Exercise task>
How many lines in the items below contain the string "drumhead"? Give only the number.

Supplied data>
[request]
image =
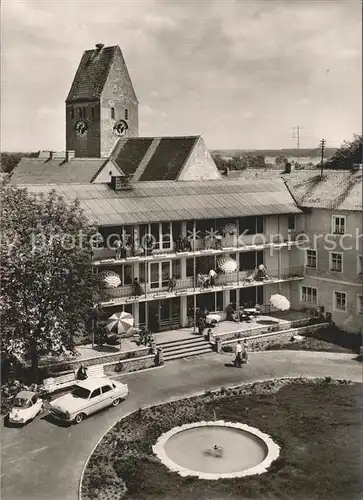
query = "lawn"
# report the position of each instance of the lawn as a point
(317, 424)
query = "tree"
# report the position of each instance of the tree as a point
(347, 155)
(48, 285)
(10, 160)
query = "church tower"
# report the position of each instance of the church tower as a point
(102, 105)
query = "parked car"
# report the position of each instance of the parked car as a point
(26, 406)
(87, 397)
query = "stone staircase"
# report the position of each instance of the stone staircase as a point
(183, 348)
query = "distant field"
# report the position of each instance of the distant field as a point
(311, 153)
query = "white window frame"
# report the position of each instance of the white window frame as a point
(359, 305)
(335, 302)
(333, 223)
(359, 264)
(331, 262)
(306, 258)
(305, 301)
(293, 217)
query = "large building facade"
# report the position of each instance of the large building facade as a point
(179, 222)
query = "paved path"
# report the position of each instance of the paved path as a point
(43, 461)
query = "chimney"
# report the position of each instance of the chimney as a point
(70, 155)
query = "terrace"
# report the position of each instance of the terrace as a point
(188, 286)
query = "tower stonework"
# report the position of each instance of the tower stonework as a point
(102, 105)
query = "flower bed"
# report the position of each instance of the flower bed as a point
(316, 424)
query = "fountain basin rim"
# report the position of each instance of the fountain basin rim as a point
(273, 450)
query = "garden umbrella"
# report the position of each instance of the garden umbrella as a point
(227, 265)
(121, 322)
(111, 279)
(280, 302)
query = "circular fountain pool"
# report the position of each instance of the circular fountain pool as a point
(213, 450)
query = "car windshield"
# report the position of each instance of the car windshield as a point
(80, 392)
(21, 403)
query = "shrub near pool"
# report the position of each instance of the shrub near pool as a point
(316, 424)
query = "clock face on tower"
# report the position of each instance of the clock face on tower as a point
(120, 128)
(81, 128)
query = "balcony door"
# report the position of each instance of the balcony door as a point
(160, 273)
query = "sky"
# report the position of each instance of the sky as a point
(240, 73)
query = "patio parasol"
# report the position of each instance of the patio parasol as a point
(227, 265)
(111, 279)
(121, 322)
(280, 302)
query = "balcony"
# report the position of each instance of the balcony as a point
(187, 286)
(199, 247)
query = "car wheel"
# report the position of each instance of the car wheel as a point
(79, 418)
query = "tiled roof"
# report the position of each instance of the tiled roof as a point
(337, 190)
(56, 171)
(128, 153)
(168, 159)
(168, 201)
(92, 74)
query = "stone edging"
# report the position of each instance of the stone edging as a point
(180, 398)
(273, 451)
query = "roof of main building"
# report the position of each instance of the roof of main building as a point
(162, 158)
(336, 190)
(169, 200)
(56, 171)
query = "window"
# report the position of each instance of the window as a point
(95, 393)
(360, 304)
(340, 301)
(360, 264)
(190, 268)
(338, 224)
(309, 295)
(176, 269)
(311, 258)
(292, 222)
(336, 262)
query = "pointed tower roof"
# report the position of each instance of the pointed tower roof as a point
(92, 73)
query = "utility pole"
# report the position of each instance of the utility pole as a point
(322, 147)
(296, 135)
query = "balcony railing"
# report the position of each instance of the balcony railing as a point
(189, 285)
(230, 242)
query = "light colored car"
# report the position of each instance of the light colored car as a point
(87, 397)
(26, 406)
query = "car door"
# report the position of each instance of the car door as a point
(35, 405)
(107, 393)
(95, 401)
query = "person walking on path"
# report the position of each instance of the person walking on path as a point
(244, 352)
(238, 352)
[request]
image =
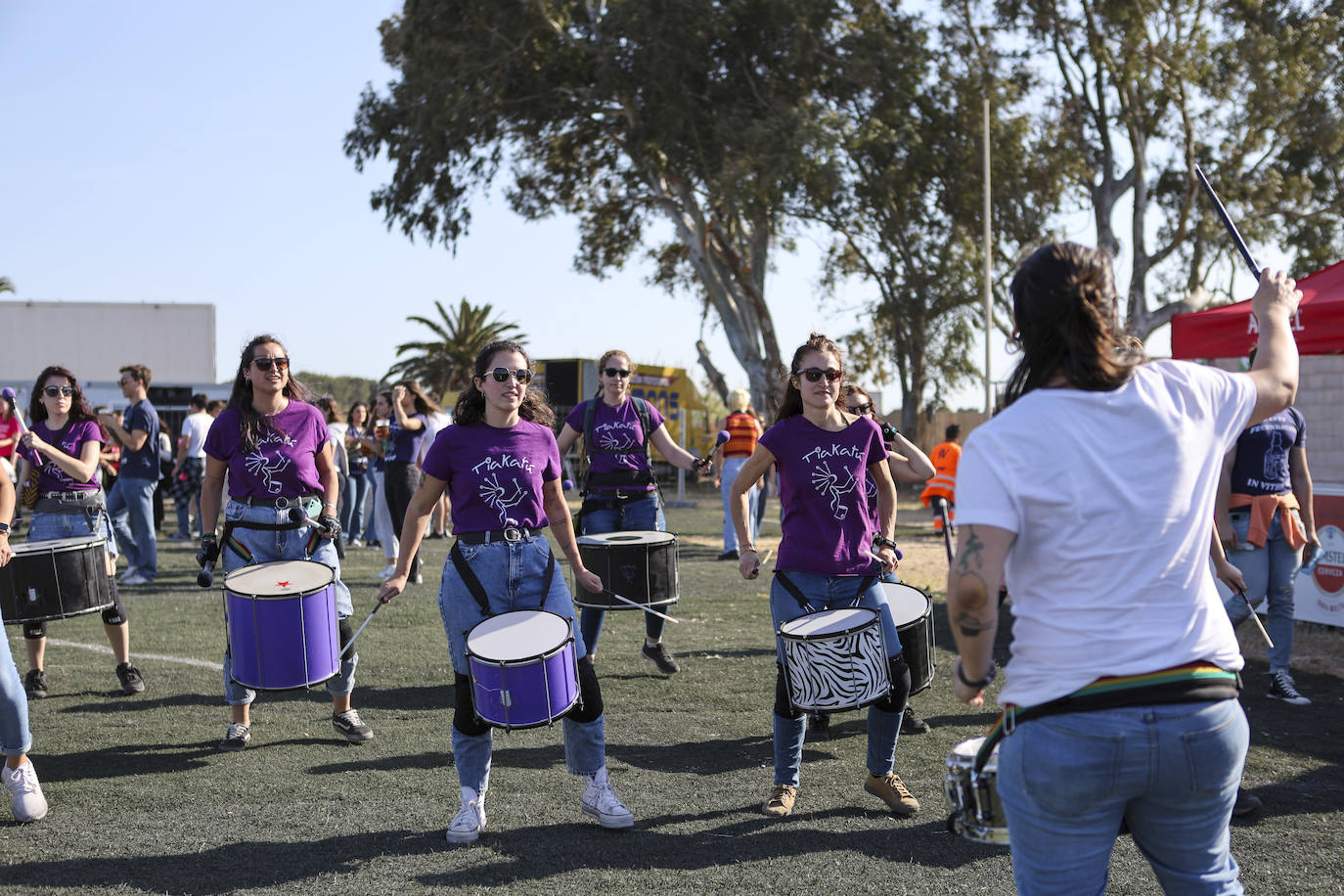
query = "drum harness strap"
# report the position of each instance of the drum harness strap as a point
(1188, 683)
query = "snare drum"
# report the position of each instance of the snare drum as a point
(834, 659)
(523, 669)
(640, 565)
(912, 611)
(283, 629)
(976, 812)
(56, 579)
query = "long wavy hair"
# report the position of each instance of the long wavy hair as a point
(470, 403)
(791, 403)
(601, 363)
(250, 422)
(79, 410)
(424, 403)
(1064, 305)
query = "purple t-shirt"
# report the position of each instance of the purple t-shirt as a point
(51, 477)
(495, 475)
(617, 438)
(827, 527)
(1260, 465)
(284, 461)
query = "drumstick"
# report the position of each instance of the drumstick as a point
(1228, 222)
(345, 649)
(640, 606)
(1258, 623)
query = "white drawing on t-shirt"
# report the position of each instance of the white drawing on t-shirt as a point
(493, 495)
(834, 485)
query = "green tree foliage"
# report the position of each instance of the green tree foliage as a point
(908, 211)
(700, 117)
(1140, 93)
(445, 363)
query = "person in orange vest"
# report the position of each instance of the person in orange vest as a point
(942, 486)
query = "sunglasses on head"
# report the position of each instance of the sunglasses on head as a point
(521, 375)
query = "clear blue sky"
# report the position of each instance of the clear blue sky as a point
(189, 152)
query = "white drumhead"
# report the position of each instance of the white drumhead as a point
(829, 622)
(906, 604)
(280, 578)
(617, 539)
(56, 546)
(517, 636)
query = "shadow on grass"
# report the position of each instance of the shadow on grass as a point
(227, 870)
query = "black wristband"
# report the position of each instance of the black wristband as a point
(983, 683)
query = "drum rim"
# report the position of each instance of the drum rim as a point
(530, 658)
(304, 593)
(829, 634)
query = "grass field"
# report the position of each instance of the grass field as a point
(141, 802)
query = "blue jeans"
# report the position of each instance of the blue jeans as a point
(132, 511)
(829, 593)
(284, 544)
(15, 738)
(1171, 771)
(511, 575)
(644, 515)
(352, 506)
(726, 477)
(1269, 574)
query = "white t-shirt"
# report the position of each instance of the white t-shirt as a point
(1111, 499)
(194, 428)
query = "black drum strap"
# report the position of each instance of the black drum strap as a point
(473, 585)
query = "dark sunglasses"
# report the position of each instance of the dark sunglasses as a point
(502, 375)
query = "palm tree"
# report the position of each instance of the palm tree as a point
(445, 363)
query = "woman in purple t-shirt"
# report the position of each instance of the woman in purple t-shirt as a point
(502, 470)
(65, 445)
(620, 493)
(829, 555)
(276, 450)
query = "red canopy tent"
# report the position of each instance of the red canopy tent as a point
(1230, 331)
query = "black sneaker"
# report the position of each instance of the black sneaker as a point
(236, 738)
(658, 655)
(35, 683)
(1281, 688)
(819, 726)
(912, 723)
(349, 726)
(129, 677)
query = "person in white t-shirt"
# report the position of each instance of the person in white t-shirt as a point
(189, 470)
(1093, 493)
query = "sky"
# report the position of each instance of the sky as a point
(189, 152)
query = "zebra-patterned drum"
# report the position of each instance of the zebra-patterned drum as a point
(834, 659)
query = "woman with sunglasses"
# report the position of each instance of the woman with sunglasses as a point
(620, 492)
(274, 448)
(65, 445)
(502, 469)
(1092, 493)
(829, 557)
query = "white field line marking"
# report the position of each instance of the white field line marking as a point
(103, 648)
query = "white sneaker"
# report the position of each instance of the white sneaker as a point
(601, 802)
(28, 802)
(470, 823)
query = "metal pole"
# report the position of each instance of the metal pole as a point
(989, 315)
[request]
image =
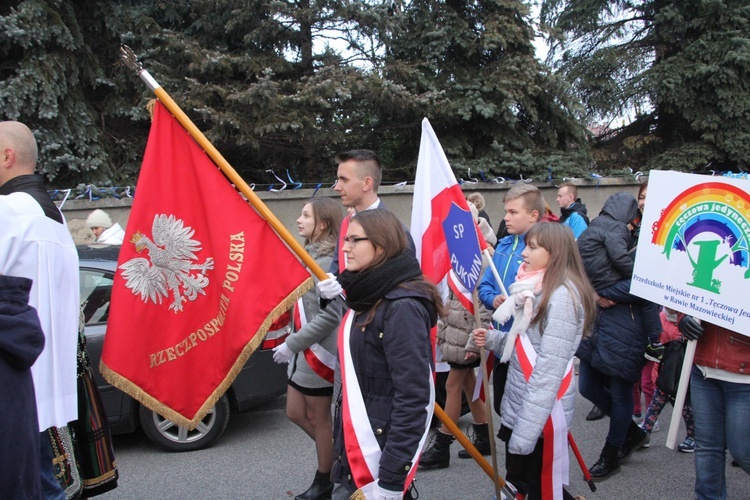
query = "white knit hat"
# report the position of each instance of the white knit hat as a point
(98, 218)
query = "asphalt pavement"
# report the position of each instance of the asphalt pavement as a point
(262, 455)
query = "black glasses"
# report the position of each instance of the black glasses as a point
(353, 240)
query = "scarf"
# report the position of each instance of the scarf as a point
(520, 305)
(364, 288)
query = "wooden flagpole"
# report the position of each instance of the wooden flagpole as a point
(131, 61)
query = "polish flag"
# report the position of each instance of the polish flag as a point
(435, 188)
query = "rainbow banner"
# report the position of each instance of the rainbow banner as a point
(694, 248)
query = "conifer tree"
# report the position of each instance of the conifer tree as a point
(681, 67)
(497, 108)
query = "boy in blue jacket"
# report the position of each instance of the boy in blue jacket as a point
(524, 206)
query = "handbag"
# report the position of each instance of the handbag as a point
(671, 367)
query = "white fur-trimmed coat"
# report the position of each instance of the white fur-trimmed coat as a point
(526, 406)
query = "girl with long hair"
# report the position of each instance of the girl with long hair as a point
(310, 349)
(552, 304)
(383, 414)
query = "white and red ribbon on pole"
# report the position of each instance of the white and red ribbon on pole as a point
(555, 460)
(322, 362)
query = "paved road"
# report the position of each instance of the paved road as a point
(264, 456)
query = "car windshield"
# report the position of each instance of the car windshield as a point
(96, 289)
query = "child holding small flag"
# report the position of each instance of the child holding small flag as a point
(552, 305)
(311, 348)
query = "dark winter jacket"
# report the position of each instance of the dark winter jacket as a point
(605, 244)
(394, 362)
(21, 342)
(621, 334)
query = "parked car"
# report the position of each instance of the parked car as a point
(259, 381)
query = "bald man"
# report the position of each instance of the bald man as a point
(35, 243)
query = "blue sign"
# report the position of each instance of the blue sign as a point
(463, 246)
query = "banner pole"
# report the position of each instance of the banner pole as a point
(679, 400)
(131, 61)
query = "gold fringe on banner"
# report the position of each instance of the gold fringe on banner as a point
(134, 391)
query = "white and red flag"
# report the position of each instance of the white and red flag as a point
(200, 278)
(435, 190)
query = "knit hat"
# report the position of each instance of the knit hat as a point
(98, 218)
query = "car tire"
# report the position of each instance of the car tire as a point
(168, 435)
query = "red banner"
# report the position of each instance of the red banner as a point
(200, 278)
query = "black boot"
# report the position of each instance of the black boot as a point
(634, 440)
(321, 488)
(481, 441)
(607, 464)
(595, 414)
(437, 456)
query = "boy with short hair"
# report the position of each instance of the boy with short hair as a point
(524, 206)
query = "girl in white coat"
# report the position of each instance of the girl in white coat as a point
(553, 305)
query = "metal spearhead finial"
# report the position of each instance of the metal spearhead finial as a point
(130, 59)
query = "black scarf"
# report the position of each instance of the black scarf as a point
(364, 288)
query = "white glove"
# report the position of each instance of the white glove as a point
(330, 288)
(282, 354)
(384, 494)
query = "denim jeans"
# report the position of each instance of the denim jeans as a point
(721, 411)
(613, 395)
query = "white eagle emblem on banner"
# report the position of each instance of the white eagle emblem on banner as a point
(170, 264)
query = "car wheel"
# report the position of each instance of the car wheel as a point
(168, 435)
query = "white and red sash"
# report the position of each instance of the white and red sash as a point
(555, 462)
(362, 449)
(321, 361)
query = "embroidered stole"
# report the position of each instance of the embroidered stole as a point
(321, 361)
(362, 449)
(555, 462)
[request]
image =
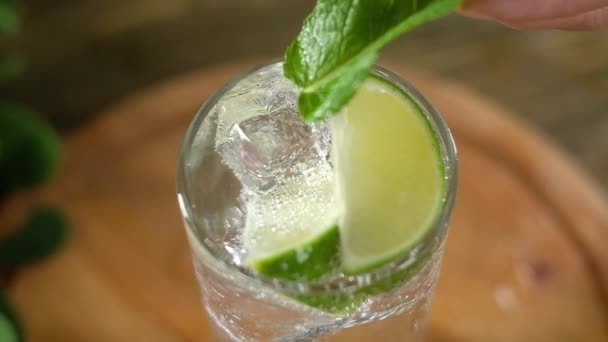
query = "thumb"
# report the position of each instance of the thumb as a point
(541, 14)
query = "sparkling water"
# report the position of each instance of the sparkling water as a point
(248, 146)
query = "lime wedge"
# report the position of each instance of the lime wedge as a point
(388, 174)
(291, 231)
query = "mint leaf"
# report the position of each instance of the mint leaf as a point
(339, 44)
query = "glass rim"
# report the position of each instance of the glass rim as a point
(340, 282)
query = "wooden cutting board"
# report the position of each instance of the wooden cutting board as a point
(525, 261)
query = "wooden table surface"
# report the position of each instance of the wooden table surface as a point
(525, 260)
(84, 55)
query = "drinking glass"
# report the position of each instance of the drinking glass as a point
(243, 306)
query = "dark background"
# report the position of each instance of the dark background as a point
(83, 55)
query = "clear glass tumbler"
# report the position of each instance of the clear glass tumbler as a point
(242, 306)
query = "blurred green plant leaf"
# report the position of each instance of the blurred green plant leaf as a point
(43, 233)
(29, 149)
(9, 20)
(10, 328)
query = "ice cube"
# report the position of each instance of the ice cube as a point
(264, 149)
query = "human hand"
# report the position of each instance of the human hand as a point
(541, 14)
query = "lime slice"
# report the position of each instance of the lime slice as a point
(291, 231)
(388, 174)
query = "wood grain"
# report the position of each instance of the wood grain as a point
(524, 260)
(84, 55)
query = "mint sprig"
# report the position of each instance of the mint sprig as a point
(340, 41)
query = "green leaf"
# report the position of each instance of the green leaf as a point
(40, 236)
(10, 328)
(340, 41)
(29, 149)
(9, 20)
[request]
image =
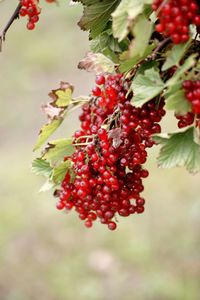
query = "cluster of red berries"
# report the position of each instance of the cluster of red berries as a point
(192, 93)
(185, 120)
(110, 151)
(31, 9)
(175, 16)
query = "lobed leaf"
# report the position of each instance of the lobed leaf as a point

The answer>
2